(Extracted text):
_ _ _ _

SECURITIES AND EXCHANGE COMMISSION

Washington, D.C. 20549

 

FORM 8-K

 

CURRENT REPORT

Pursuant to Section 13 OR 15(d) of the Securities Exchange Act of 1934

 

Date of Report (Date of earliest event reported): December 14, 2023

 

INPIXON

(Exact name of registrant as specified in its charter)

 

Nevada   001-36404   88-0434915
(State or other jurisdiction
of incorporation)
  (Commission File Number)   (I.R.S. Employer
Identification No.)

 

2479 E. Bayshore Road, Suite 195
Palo Alto, CA
  94303
(Address of principal executive offices)   (Zip Code)

 

Registrant’s telephone number, including area code: (408) 702-2167

 

N/A

(Former name or former address, if changed since last report)

 

Check the appropriate box below if the Form 8-K is intended to simultaneously satisfy the filing obligation of the Registrant under any of the following provisions:

 

Written communications pursuant to Rule 425 under the Securities Act (17 CFR 230.425)

 

Soliciting material pursuant to Rule 14a-12 under the Exchange Act (17 CFR 240.14a-12)

 

Pre-commencement communications pursuant to Rule 14d-2(b) under the Exchange Act (17 CFR 240.14d-2(b))

 

Pre-commencement communications pursuant to Rule 13e-4(c) under the Exchange Act (17 CFR 240.13e-4(c))

_ _ _ _

(Material shown):

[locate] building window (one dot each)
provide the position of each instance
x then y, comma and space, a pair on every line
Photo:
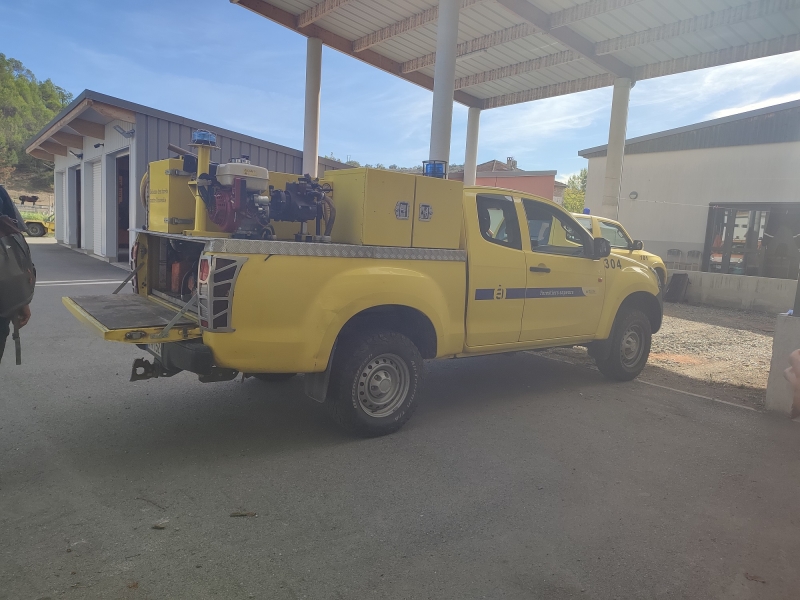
762, 240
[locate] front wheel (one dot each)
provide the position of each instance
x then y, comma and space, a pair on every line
374, 384
630, 347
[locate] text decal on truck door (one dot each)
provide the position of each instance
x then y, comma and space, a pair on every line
519, 293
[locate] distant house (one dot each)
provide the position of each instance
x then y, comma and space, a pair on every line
720, 196
507, 175
101, 147
558, 192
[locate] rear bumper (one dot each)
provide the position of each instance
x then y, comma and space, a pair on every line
192, 356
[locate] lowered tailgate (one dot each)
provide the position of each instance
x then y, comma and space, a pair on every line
132, 318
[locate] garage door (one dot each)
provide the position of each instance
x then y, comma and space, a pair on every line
97, 207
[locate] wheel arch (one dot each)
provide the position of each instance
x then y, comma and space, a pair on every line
408, 321
648, 304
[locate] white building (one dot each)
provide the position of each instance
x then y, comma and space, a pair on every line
721, 196
101, 147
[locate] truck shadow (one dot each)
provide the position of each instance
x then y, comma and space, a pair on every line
188, 422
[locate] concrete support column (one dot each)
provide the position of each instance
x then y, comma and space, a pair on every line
444, 76
616, 147
311, 122
471, 152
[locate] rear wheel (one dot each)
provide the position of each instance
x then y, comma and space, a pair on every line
36, 229
274, 377
374, 382
629, 346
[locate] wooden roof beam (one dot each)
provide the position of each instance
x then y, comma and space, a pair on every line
53, 148
41, 154
400, 27
586, 10
113, 112
535, 64
315, 13
780, 45
539, 18
549, 91
729, 16
474, 45
337, 42
67, 139
84, 127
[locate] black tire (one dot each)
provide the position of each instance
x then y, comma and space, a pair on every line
36, 229
274, 377
630, 346
375, 382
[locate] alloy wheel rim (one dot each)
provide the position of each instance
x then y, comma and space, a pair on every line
383, 385
632, 346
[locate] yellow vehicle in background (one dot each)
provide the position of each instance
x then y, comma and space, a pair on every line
621, 243
354, 279
41, 227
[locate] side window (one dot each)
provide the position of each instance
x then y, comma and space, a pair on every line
552, 232
587, 223
497, 220
615, 235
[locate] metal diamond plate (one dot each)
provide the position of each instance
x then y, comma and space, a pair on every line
331, 250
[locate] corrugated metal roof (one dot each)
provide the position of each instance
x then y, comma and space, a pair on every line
160, 114
770, 125
639, 39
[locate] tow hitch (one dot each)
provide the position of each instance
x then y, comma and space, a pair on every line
144, 369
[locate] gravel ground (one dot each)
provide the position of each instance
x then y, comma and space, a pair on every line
709, 351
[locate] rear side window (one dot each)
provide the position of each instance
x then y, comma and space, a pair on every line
497, 220
552, 232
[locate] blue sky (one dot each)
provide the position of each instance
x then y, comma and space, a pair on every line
216, 62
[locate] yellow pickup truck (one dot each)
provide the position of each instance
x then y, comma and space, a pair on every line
408, 268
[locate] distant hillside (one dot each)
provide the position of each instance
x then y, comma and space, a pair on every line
26, 105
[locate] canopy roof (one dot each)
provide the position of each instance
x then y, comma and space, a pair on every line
513, 51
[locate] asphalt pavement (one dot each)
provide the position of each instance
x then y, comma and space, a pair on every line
518, 477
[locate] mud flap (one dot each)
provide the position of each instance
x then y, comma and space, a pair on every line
316, 384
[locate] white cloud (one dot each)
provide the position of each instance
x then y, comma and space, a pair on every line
726, 112
527, 129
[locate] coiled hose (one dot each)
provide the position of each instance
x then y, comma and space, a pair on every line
329, 215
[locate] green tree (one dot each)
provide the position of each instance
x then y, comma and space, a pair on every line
26, 105
575, 194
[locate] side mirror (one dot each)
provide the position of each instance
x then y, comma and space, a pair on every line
602, 248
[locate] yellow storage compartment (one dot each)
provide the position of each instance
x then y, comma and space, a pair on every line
438, 213
171, 206
373, 207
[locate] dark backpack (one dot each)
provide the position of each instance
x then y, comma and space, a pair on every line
17, 272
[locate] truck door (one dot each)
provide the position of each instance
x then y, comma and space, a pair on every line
496, 291
565, 286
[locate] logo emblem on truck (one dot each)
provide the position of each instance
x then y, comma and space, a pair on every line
401, 211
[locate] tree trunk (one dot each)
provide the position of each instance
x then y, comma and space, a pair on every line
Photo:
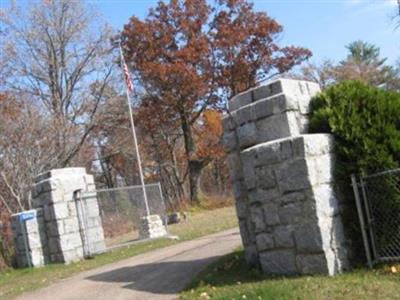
195, 166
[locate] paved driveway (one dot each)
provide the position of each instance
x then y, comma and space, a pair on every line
159, 274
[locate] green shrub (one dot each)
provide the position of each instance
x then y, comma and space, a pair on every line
366, 124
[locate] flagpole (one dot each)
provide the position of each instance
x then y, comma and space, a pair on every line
134, 137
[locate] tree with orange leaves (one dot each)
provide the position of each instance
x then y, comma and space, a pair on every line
189, 56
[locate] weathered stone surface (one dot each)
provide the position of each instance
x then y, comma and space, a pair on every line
283, 237
28, 238
308, 239
229, 141
61, 236
240, 100
247, 134
264, 241
291, 213
288, 210
272, 128
293, 176
257, 219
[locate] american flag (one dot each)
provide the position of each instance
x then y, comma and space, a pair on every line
128, 79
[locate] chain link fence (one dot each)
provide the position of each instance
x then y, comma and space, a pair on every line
121, 210
378, 204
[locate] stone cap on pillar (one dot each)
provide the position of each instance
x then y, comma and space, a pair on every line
296, 89
269, 112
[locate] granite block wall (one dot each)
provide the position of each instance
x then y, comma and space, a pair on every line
289, 214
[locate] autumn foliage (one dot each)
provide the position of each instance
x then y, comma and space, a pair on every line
189, 57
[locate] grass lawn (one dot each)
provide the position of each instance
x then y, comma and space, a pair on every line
199, 223
230, 278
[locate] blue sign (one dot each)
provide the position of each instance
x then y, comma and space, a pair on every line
27, 216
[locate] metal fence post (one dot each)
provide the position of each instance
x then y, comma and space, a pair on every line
26, 244
369, 219
361, 218
165, 207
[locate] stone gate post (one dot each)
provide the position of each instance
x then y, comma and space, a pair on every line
55, 233
289, 214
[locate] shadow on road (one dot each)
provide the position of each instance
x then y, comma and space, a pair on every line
168, 277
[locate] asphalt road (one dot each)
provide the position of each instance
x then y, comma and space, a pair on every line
159, 274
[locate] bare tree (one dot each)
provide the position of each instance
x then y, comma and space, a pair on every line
57, 66
62, 61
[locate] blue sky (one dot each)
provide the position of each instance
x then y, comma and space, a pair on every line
323, 26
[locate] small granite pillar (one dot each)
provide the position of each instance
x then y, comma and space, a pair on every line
289, 214
29, 238
68, 237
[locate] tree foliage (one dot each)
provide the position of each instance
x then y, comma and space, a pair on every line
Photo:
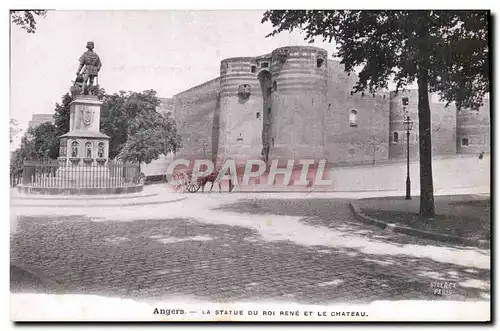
14, 129
451, 45
26, 19
150, 135
38, 143
443, 51
119, 109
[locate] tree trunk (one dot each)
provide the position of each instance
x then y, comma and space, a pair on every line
424, 129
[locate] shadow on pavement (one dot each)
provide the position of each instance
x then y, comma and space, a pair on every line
157, 260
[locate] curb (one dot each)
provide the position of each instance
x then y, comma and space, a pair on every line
100, 205
484, 244
35, 273
69, 197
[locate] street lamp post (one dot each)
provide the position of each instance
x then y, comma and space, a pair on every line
408, 124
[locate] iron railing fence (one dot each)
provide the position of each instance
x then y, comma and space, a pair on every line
52, 174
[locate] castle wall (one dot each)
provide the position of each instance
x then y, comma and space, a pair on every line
240, 128
473, 130
298, 103
195, 114
367, 138
304, 109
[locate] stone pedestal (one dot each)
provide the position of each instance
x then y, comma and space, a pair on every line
84, 145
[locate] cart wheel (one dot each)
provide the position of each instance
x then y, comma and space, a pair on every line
193, 188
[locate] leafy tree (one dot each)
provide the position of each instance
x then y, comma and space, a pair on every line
62, 114
14, 129
26, 18
45, 140
119, 109
150, 135
443, 51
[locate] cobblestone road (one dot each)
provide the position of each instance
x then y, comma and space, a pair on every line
225, 249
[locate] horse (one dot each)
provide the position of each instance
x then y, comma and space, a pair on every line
212, 177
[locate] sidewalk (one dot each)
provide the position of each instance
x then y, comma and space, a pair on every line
459, 218
153, 194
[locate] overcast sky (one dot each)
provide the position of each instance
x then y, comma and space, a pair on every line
168, 51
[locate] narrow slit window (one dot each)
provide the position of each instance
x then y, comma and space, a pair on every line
353, 118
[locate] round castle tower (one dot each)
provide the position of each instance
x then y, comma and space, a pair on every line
299, 85
240, 121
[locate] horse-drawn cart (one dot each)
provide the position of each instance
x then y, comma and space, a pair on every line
183, 180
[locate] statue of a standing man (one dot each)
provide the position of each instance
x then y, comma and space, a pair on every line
92, 63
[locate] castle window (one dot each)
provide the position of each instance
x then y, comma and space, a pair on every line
353, 118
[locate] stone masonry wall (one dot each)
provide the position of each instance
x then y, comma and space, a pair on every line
365, 140
195, 115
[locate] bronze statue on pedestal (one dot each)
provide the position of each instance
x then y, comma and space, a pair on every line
91, 64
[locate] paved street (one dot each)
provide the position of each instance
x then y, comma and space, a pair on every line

_ _ _ _

(Exercise objective): In the Form 8-K above, what is the date of the earliest event reported?

(Result): December 14, 2023